In the copy, include every record below exactly as it appears, but no pictures.

□ □ □ □ □

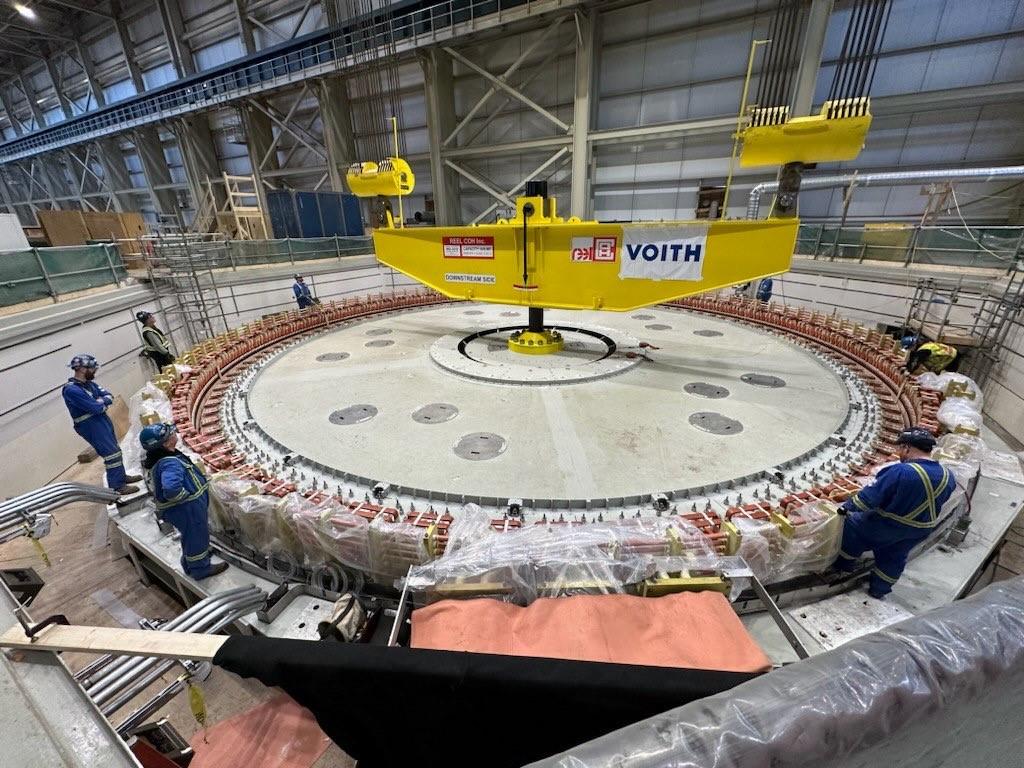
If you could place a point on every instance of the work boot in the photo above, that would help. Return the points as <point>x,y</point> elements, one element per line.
<point>217,567</point>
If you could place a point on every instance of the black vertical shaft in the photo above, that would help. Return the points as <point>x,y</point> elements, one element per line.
<point>536,318</point>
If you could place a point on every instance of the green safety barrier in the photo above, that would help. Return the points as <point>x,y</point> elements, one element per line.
<point>948,246</point>
<point>49,272</point>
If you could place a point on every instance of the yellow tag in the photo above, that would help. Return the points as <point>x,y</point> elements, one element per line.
<point>198,705</point>
<point>39,548</point>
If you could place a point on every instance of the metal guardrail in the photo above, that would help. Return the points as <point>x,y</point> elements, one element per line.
<point>992,247</point>
<point>318,54</point>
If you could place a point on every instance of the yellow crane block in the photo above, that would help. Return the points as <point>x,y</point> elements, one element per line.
<point>573,264</point>
<point>836,134</point>
<point>391,177</point>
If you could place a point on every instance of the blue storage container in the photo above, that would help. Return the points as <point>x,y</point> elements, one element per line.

□ □ □ □ □

RESPONSE FOR THIS EXERCISE:
If you could place a point on every instance of the work boot in the photo above, that would help. Return the points as <point>x,y</point> elements, one element per line.
<point>217,567</point>
If you could place a point on every instance of the black vertical shaft in the photo above, that would help. Return the points as <point>x,y</point> elements, one element per line.
<point>536,318</point>
If you could place a point on every instance of the green safety barrier in the photo above, that would help. Return the points as <point>x,y</point> elements, one element per line.
<point>948,246</point>
<point>49,272</point>
If you could place a point on every instance of the yellow tag in the photo above, that would help. Return the points as <point>x,y</point> elements, one element per line.
<point>198,705</point>
<point>39,548</point>
If you could place a point on every instance of the metal guardrail in the photo above, that would help. Return the points as <point>x,y</point> elements, one element per line.
<point>992,247</point>
<point>318,54</point>
If you could place a point on every instance of the yellow crane block in the photo above, that would help. Return the points as <point>x,y</point> elements, one element per line.
<point>573,264</point>
<point>836,134</point>
<point>391,177</point>
If you could place a point on every instance of the blue storage container in the photo above, that would help. Return the points as <point>x,y</point> elements, one element per line.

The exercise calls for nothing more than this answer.